▶ [PROBLEM TO WORK ON]:
Can you locate every line in the listing below that contains the word "webbed" and copy each one in full? Case matters, so count only matches with the same capitalization.

Entries from a point annotation set
= = = = =

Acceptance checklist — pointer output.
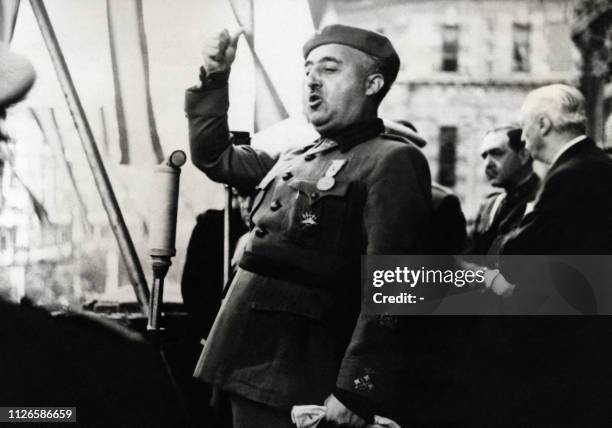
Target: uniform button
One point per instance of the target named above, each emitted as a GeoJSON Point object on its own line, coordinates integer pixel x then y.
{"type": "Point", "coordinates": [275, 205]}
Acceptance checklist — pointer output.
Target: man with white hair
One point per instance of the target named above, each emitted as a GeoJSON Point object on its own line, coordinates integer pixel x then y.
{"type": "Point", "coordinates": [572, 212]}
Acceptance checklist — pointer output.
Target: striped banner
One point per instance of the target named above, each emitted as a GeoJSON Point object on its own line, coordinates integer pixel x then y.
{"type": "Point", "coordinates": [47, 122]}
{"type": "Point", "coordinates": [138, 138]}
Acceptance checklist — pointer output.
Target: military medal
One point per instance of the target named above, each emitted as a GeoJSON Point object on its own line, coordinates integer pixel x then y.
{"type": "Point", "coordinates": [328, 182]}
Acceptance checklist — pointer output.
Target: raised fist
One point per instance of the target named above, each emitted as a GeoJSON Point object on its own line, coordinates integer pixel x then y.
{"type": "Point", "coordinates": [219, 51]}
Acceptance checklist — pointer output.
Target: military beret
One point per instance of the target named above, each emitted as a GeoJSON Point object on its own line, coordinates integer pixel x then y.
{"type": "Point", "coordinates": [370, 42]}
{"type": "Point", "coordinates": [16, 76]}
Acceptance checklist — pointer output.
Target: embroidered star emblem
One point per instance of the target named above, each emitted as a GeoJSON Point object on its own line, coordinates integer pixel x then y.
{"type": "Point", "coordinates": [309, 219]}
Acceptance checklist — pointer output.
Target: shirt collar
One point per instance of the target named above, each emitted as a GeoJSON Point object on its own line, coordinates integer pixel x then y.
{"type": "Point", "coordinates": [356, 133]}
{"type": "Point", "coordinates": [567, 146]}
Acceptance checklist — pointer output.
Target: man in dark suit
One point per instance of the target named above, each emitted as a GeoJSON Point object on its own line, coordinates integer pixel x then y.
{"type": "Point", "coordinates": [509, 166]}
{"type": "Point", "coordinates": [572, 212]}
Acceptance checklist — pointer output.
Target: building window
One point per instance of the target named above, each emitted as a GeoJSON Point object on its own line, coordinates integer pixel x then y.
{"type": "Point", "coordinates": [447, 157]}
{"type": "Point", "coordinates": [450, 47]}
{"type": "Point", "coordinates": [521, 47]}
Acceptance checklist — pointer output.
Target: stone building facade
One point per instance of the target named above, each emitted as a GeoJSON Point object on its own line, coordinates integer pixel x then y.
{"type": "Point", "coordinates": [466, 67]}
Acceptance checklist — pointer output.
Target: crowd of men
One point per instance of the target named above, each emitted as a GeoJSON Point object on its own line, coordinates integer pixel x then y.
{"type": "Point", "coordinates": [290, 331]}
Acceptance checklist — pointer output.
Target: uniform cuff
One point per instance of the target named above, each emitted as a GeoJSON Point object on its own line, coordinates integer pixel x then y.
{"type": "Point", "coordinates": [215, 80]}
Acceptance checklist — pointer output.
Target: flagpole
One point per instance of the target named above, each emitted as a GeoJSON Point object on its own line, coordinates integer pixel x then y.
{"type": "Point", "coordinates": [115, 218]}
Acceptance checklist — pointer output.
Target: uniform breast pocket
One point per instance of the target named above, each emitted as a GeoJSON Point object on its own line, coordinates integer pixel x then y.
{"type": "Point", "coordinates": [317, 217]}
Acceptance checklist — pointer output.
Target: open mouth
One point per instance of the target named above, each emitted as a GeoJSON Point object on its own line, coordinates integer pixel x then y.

= = = = =

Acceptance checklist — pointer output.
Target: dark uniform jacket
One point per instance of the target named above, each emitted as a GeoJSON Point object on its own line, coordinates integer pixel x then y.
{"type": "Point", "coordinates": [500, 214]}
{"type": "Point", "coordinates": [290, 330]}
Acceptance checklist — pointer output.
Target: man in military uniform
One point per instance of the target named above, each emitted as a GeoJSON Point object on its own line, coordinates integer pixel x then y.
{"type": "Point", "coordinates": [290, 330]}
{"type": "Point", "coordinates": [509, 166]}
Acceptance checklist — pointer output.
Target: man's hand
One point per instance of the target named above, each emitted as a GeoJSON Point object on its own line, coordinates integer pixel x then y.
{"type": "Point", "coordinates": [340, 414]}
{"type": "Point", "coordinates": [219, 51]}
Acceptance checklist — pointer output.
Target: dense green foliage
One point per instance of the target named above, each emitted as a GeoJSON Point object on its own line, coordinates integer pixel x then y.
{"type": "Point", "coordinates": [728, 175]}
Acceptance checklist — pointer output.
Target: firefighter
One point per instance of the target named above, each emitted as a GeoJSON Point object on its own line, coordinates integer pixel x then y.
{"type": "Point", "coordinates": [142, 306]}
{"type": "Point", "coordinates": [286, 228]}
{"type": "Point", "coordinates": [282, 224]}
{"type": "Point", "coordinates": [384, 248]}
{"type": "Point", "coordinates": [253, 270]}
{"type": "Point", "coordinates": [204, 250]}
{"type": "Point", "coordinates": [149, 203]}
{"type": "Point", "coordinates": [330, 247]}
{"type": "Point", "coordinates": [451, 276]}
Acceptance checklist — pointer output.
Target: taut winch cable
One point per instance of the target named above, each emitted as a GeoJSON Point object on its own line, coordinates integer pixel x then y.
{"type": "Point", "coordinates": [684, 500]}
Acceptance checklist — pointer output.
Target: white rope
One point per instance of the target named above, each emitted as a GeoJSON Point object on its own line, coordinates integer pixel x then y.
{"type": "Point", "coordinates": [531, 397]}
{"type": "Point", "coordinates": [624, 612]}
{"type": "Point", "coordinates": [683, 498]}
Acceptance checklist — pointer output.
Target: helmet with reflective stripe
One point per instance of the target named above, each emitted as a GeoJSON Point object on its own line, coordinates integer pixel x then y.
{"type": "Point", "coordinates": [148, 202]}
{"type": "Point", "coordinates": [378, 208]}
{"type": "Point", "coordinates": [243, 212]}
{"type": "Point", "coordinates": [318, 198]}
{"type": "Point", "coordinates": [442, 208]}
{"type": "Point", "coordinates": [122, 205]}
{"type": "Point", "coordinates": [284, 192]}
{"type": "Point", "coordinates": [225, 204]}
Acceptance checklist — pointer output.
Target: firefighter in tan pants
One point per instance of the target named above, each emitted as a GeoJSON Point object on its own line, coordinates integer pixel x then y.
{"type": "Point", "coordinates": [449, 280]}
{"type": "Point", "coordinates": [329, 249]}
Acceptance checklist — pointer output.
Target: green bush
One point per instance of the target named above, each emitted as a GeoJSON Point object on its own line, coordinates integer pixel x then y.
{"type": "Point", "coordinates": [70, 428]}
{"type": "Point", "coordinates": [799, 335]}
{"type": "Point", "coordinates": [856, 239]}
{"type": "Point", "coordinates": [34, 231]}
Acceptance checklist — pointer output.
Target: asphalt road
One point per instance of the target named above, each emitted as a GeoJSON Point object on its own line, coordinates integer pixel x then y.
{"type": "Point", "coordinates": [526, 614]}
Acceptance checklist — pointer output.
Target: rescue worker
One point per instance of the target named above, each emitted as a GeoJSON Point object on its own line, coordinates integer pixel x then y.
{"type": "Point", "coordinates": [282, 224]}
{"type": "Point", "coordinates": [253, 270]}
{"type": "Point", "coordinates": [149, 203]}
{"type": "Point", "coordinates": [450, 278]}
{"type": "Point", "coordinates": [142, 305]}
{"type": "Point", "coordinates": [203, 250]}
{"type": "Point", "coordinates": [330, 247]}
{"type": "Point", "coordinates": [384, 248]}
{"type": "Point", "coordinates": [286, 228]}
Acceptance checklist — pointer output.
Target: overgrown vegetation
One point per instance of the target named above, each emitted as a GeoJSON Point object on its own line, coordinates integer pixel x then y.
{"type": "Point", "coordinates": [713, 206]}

= = = = =

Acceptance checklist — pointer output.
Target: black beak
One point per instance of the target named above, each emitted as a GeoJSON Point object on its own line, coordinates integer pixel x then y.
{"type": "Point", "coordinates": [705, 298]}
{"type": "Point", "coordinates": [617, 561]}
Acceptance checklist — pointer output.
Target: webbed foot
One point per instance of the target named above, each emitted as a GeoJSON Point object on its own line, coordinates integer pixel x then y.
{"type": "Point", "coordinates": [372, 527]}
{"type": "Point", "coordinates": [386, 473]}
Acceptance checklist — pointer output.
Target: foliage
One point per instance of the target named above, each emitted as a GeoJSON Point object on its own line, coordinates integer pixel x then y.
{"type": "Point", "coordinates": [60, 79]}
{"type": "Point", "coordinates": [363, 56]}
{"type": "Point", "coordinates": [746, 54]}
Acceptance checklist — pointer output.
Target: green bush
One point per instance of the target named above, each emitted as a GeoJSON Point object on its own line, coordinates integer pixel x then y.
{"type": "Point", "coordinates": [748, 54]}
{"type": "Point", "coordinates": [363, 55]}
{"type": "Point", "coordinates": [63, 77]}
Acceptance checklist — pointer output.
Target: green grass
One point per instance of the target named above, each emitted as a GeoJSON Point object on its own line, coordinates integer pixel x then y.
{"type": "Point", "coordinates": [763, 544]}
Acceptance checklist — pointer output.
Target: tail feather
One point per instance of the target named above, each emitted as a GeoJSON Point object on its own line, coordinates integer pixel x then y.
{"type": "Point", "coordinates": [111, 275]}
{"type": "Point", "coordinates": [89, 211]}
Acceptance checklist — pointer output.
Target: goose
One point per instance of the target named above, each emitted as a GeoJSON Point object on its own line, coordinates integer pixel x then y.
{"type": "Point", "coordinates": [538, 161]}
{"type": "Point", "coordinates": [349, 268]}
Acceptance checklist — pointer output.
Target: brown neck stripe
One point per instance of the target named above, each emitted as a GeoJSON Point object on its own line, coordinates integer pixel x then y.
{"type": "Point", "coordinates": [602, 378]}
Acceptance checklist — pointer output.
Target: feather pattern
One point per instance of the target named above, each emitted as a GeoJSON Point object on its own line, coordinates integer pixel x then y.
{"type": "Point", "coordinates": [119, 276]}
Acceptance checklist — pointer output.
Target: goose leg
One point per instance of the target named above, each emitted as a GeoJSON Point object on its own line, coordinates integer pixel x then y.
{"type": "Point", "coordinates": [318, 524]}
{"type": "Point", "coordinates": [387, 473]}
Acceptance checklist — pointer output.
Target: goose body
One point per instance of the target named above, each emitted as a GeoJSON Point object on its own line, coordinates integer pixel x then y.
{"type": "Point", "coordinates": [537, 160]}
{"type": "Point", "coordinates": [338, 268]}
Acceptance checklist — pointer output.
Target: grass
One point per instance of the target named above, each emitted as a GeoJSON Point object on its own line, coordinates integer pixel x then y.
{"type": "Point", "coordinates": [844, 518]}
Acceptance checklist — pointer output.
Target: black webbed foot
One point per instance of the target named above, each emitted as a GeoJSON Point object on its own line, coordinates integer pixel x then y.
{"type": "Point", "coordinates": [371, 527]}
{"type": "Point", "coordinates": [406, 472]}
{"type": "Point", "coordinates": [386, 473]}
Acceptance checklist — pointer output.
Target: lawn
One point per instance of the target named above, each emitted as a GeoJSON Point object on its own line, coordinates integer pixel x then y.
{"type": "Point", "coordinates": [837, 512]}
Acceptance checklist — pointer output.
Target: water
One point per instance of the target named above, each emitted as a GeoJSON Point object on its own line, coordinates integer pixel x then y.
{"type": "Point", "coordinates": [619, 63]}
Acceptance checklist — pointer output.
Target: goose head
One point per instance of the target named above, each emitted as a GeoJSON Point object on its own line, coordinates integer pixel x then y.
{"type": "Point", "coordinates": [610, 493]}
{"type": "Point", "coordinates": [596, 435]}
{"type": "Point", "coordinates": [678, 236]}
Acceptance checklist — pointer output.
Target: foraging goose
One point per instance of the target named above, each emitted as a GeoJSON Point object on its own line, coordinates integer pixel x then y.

= = = = =

▶ [EXERCISE RESPONSE]:
Target: webbed foot
Target: black webbed foot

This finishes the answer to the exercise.